Exercise details
Count the lines in the rows below that contain the string "blazer", treating uppercase and lowercase as different. Give only the number.

Point labeling examples
####
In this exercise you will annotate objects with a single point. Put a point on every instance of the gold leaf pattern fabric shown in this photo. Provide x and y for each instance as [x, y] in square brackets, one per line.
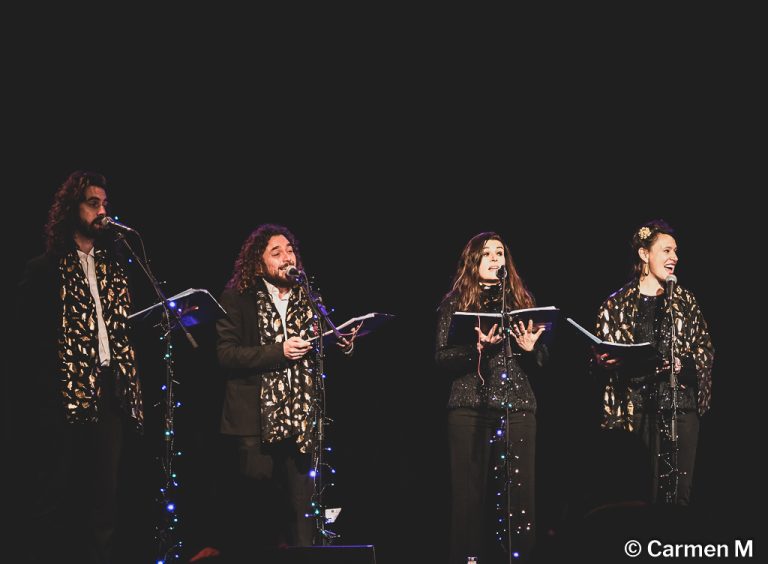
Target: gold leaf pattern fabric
[78, 339]
[288, 405]
[616, 323]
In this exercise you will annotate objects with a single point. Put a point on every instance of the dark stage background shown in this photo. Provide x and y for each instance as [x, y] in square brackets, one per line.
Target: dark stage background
[380, 236]
[384, 170]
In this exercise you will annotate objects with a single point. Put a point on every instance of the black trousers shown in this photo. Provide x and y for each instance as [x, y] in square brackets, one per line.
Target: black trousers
[266, 497]
[73, 482]
[474, 494]
[648, 425]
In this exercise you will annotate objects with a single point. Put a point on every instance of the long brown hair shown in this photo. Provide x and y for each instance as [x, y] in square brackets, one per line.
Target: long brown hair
[64, 214]
[466, 282]
[249, 264]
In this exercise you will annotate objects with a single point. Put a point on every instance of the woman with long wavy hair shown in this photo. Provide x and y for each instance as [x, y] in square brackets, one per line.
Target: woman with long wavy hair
[490, 395]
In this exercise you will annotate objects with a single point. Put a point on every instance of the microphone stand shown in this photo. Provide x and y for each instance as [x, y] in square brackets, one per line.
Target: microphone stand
[505, 331]
[319, 412]
[165, 536]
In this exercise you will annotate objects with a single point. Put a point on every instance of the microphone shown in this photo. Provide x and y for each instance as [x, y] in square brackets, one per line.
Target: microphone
[293, 272]
[670, 280]
[109, 223]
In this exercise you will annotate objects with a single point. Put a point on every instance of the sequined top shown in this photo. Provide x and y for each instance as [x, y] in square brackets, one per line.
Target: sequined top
[460, 362]
[629, 317]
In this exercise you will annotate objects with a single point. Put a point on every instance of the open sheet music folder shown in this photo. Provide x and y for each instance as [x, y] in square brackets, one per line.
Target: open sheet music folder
[463, 323]
[629, 352]
[368, 323]
[194, 306]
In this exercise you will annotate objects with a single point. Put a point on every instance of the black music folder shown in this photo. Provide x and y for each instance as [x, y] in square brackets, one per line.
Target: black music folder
[367, 324]
[463, 323]
[627, 352]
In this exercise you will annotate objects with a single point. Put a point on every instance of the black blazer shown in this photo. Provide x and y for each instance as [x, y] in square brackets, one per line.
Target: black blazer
[243, 359]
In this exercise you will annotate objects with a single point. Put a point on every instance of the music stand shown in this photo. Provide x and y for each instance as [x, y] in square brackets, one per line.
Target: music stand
[367, 323]
[195, 306]
[191, 307]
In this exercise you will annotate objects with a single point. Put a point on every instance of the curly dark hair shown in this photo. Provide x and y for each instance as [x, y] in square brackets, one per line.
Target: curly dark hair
[63, 216]
[466, 283]
[644, 237]
[249, 265]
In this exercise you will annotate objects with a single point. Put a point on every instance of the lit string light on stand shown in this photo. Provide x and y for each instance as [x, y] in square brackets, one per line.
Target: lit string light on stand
[166, 532]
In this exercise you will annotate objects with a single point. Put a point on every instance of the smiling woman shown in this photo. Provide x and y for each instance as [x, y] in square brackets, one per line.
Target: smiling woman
[644, 397]
[491, 397]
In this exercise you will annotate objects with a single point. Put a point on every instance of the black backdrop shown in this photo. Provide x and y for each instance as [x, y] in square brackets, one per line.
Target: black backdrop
[383, 182]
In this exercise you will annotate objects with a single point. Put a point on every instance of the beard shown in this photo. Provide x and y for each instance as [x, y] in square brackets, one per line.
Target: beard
[279, 281]
[90, 230]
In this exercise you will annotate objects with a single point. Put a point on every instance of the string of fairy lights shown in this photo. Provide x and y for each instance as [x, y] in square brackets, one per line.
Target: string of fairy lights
[506, 473]
[169, 544]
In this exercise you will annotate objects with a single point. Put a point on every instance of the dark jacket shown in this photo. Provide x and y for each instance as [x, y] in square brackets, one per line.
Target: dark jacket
[460, 362]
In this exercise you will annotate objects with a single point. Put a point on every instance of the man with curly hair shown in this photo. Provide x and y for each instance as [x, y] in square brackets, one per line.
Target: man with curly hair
[80, 369]
[272, 391]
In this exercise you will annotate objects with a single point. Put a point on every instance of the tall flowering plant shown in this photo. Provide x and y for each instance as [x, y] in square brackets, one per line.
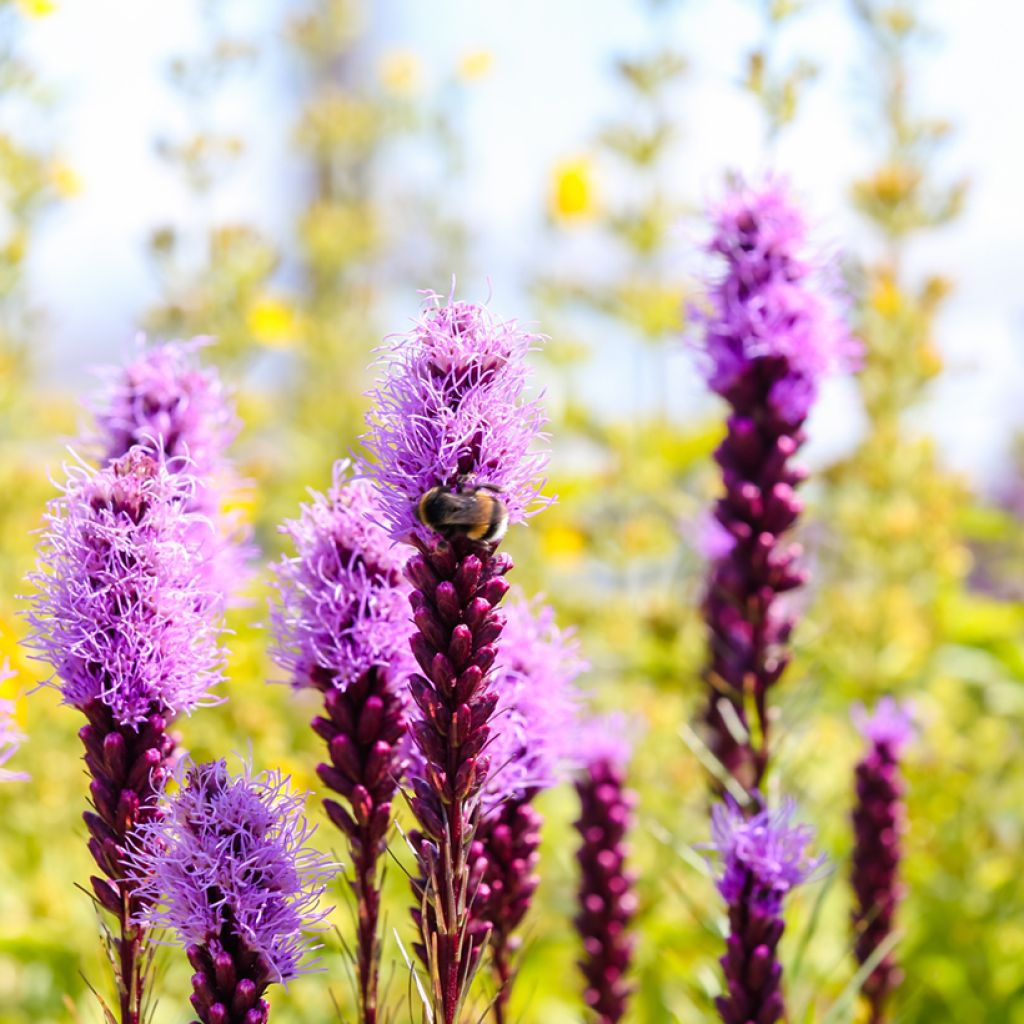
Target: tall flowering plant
[606, 900]
[167, 402]
[342, 628]
[879, 817]
[530, 751]
[227, 867]
[770, 335]
[125, 612]
[762, 858]
[452, 422]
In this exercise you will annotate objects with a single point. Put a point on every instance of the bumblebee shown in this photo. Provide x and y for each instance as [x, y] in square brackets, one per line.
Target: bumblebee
[478, 514]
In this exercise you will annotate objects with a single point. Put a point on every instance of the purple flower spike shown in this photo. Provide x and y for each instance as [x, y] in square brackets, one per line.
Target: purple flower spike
[606, 899]
[342, 628]
[125, 613]
[532, 729]
[770, 336]
[228, 868]
[451, 413]
[10, 735]
[124, 610]
[167, 402]
[764, 857]
[879, 820]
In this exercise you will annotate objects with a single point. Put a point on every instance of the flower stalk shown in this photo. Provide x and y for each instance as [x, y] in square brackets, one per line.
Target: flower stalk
[879, 820]
[450, 418]
[342, 629]
[770, 337]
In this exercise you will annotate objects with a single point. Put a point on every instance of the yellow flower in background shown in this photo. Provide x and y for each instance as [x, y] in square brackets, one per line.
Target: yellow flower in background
[400, 72]
[563, 544]
[272, 322]
[66, 181]
[475, 65]
[36, 8]
[572, 189]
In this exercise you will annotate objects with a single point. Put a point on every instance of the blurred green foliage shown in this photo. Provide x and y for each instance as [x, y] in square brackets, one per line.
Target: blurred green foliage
[891, 608]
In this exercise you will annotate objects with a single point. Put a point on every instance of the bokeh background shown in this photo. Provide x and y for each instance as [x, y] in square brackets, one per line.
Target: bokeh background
[287, 175]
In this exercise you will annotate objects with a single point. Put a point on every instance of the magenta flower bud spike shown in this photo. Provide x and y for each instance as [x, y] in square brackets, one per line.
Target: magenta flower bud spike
[770, 336]
[125, 612]
[763, 858]
[342, 628]
[530, 751]
[606, 900]
[878, 824]
[228, 869]
[454, 436]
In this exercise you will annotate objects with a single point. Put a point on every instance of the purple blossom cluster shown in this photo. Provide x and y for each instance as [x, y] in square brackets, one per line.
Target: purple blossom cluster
[770, 335]
[606, 900]
[764, 857]
[452, 411]
[124, 609]
[342, 628]
[531, 750]
[879, 819]
[229, 869]
[166, 401]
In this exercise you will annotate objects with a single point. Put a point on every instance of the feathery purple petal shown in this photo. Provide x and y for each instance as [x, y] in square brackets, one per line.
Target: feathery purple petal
[125, 610]
[452, 411]
[230, 859]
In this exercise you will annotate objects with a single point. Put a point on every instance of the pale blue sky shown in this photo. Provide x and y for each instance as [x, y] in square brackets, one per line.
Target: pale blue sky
[548, 88]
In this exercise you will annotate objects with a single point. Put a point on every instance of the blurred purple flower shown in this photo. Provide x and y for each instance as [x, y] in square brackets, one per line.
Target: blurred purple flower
[770, 336]
[124, 610]
[342, 627]
[451, 411]
[10, 735]
[763, 858]
[229, 869]
[771, 305]
[879, 820]
[606, 900]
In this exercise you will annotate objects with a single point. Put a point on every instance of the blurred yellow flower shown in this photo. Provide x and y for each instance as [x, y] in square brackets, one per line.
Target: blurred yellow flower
[572, 189]
[400, 72]
[36, 8]
[272, 322]
[475, 65]
[563, 544]
[66, 181]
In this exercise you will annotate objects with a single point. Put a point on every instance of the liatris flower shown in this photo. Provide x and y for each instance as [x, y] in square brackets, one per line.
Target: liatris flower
[228, 868]
[125, 614]
[530, 750]
[451, 413]
[878, 822]
[342, 628]
[167, 402]
[764, 857]
[606, 899]
[770, 337]
[10, 735]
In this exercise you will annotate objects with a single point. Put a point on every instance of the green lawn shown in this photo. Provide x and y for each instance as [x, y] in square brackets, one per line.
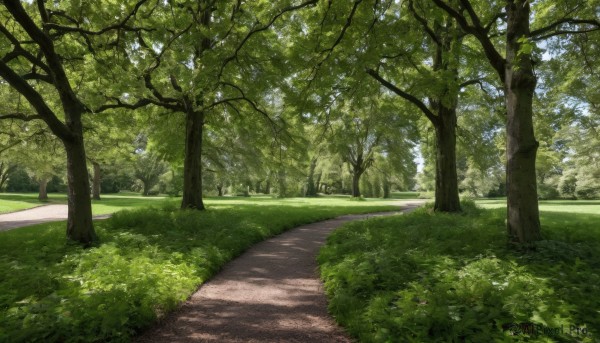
####
Output below
2